_Task instructions:_
Go through the data below and work out how many lines contain "query"; the answer is the number alone.

_Provided entries:_
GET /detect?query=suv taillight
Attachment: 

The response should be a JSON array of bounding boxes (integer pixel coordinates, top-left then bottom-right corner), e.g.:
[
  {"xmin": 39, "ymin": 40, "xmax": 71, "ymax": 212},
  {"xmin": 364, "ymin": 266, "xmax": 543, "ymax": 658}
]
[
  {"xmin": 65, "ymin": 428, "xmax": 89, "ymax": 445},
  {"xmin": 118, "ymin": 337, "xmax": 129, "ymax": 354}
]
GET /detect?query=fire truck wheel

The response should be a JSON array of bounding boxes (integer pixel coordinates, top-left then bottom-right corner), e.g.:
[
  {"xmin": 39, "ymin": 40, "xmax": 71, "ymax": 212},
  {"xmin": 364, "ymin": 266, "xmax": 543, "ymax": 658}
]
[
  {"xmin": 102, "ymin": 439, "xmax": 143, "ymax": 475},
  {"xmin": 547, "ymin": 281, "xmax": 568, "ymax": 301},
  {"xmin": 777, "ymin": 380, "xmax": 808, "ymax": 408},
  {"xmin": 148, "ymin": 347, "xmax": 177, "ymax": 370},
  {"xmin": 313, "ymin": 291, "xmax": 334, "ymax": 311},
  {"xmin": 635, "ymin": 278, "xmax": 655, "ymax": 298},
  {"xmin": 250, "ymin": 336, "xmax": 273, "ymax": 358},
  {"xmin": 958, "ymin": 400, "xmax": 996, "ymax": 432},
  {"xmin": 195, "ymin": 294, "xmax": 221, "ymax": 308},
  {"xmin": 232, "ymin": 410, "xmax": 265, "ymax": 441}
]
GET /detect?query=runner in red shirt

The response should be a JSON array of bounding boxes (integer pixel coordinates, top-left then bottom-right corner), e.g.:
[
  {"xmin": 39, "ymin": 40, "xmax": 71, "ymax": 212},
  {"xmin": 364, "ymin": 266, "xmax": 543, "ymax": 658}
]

_Exercise output:_
3